- **CONSIGNE**
Réécrivez le passage du texte sur les architectes au Japon qui commence par « Au Japon, les » et se poursuit jusqu'à « en prenait acte. », en substituant « Kyoto » à « Tokyo ».

- **TEXTE FOURNI**
######
Au Japon, les architectes ont moins la cote

« Cela devient très difficile de construire à Tokyo. La société est de plus en plus conservatrice. » C’est Kazuyo Sejima qui le dit, le pôle féminin de la célèbre agence Sanaa dont l’aura est, depuis le début du XXIe siècle, un phare pour les jeunes générations. Que ce soit en son nom propre ou au sein de cette agence qu’elle a fondée en 1995 avec Ryue Nishizawa, on lui doit un archipel de bâtiments légers comme des nuages – le New Museum à New York (2007), le Rolex Learning Center de l’Ecole polytechnique de Lausanne (2010), le Louvre-Lens (2012), le Musée Hokusai de Tokyo (2016)… – dont les espaces oniriques ont contribué à forger l’esthétique de notre temps. Le prix Pritzker qu’elle a reçu en 2010, avec Ryue Nishizawa, en prenait acte.
######
- **Extrait du jeu de données**

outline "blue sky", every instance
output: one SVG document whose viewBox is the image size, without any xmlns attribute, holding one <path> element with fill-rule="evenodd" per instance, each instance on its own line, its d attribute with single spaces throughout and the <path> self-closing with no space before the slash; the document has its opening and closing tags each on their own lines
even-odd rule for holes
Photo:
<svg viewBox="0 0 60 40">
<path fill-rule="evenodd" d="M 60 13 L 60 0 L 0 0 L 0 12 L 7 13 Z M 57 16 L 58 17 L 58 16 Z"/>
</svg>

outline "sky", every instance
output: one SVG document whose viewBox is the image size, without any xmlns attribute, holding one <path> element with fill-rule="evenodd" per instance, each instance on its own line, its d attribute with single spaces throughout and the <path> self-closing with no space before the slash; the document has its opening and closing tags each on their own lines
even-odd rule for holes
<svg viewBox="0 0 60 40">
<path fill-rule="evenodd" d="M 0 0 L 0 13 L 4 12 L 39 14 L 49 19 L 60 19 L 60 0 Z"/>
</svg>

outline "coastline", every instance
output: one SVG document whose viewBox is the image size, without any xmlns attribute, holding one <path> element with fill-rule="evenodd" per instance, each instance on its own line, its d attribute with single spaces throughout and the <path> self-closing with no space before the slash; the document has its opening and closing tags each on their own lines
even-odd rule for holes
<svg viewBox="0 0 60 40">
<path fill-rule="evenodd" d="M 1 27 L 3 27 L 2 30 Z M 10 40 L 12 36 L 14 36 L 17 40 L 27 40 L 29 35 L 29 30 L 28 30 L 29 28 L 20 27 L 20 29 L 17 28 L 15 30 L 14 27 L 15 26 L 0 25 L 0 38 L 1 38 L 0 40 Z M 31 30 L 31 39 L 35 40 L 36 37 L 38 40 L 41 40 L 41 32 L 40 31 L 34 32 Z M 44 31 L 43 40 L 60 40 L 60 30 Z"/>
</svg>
######
- **RÉPONSE**
Au Japon, les architectes ont moins la cote

« Cela devient très difficile de construire à Kyoto. La société est de plus en plus conservatrice. » C’est Kazuyo Sejima qui le dit, le pôle féminin de la célèbre agence Sanaa dont l’aura est, depuis le début du XXIe siècle, un phare pour les jeunes générations. Que ce soit en son nom propre ou au sein de cette agence qu’elle a fondée en 1995 avec Ryue Nishizawa, on lui doit un archipel de bâtiments légers comme des nuages – le New Museum à New York (2007), le Rolex Learning Center de l’Ecole polytechnique de Lausanne (2010), le Louvre-Lens (2012), le Musée Hokusai de Kyoto (2016)… – dont les espaces oniriques ont contribué à forger l’esthétique de notre temps. Le prix Pritzker qu’elle a reçu en 2010, avec Ryue Nishizawa, en prenait acte.